## [TASK GOAL]
All lines from the one containing "on the torn" to the end of the entries below must be output exactly, and no other lines.
*** TASK DATA ***
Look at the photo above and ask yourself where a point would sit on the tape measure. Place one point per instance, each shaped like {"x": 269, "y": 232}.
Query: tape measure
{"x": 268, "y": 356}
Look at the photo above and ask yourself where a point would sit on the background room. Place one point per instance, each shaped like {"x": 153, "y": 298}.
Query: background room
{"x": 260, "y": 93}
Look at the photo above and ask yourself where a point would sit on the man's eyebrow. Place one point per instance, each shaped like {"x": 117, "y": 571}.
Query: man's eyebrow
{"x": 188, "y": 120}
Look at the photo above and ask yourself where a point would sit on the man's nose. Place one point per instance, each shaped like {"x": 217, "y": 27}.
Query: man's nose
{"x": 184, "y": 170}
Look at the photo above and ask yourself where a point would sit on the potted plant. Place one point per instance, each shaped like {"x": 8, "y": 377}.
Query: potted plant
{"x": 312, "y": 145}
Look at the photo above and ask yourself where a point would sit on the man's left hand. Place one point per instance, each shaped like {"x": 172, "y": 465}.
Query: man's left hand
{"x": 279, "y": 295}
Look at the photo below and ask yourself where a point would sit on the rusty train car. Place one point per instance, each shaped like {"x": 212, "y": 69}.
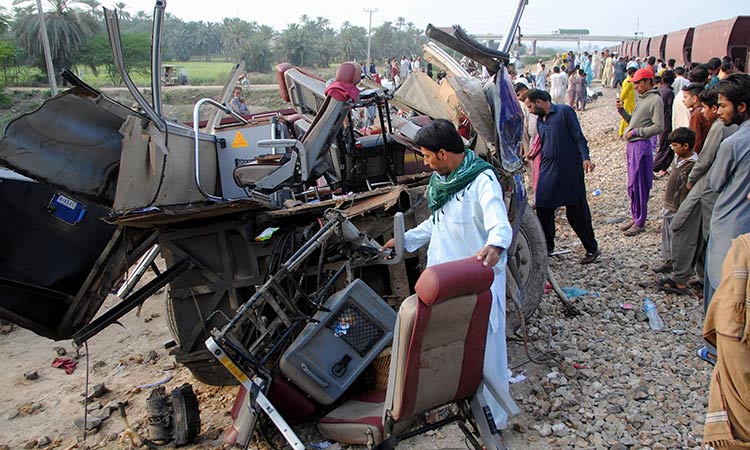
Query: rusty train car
{"x": 730, "y": 37}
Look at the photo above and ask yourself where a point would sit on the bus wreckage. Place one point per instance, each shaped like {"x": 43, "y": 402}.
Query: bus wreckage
{"x": 271, "y": 228}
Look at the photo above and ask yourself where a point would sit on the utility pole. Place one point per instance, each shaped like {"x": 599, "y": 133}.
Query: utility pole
{"x": 47, "y": 52}
{"x": 369, "y": 36}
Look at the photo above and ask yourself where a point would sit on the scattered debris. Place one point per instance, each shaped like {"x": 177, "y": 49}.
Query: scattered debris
{"x": 98, "y": 390}
{"x": 133, "y": 439}
{"x": 151, "y": 356}
{"x": 94, "y": 406}
{"x": 560, "y": 429}
{"x": 29, "y": 408}
{"x": 33, "y": 375}
{"x": 517, "y": 378}
{"x": 66, "y": 364}
{"x": 92, "y": 423}
{"x": 166, "y": 379}
{"x": 114, "y": 404}
{"x": 574, "y": 291}
{"x": 151, "y": 317}
{"x": 544, "y": 430}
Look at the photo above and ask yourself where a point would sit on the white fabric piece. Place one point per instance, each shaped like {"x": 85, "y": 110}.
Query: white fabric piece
{"x": 472, "y": 219}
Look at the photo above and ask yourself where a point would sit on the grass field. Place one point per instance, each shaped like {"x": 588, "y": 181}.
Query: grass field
{"x": 201, "y": 73}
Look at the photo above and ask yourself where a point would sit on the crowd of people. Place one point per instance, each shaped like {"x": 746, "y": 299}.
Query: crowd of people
{"x": 692, "y": 126}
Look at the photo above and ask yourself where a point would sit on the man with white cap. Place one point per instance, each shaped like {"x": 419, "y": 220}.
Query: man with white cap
{"x": 646, "y": 122}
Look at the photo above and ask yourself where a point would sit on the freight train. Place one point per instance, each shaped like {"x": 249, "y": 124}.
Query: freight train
{"x": 730, "y": 37}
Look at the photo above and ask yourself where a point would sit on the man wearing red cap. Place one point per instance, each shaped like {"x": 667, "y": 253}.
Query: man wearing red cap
{"x": 644, "y": 126}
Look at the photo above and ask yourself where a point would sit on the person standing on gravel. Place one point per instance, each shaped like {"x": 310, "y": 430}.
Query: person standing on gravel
{"x": 730, "y": 177}
{"x": 565, "y": 159}
{"x": 644, "y": 125}
{"x": 468, "y": 218}
{"x": 690, "y": 225}
{"x": 727, "y": 327}
{"x": 557, "y": 85}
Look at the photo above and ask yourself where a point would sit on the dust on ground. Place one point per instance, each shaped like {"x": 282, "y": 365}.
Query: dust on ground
{"x": 615, "y": 383}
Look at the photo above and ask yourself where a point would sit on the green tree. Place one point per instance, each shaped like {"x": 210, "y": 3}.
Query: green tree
{"x": 233, "y": 36}
{"x": 136, "y": 53}
{"x": 352, "y": 42}
{"x": 67, "y": 28}
{"x": 256, "y": 50}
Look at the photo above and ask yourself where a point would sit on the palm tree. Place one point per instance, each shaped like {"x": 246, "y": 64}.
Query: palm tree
{"x": 124, "y": 15}
{"x": 67, "y": 28}
{"x": 352, "y": 42}
{"x": 235, "y": 32}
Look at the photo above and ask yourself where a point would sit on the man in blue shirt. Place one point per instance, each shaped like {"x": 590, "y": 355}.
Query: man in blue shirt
{"x": 565, "y": 158}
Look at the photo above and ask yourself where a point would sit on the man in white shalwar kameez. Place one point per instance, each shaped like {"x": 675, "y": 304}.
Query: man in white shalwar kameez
{"x": 468, "y": 218}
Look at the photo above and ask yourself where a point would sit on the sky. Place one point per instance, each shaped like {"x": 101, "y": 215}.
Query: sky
{"x": 607, "y": 17}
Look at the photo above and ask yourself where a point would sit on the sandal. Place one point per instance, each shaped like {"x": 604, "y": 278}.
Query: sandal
{"x": 703, "y": 353}
{"x": 626, "y": 226}
{"x": 669, "y": 285}
{"x": 664, "y": 268}
{"x": 634, "y": 230}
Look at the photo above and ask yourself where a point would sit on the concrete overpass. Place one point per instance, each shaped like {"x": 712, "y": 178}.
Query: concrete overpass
{"x": 534, "y": 38}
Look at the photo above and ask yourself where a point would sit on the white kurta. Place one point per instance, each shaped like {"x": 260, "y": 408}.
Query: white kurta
{"x": 472, "y": 219}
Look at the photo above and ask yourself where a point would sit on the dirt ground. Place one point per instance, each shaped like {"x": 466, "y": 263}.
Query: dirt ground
{"x": 604, "y": 355}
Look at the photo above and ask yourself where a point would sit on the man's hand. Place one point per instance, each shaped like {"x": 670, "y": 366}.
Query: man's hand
{"x": 388, "y": 248}
{"x": 489, "y": 254}
{"x": 390, "y": 244}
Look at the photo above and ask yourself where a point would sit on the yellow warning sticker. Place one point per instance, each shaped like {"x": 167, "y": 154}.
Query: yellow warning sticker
{"x": 239, "y": 141}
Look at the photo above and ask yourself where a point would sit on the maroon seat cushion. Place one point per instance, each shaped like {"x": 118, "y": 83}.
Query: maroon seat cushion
{"x": 453, "y": 279}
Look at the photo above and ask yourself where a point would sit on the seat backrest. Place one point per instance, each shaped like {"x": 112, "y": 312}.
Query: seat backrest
{"x": 329, "y": 120}
{"x": 438, "y": 344}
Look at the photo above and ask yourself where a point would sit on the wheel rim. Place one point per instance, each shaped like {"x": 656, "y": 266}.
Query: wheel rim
{"x": 523, "y": 257}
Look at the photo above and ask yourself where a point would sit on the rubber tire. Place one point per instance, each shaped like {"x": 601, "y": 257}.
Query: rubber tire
{"x": 207, "y": 370}
{"x": 187, "y": 418}
{"x": 531, "y": 254}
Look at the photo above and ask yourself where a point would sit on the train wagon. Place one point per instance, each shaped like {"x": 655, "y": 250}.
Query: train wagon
{"x": 729, "y": 37}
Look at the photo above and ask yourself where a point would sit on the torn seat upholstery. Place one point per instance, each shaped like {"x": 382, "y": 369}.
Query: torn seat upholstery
{"x": 326, "y": 124}
{"x": 437, "y": 355}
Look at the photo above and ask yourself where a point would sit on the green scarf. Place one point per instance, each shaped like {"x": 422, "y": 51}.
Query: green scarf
{"x": 441, "y": 190}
*** End of TASK DATA ***
## [FINISHED TASK]
Look at the photo above and ask yourself where a point would sit on the torn seat upholstery. Place one point per instance, each shaped like {"x": 382, "y": 369}.
Query: torn seat upholstery
{"x": 326, "y": 124}
{"x": 437, "y": 355}
Look at the photo above and ask yourself where a point would sit on the green scarf. Place one point per instance, each shaped like {"x": 422, "y": 51}.
Query: green scarf
{"x": 441, "y": 190}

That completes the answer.